TASK DETAILS: Lines of the records that hold the word "window" are to be counted; give the number and nothing more.

WORKING DATA:
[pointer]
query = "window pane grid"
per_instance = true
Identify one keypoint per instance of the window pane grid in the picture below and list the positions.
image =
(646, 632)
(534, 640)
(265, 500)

EXERCISE SOLUTION: 2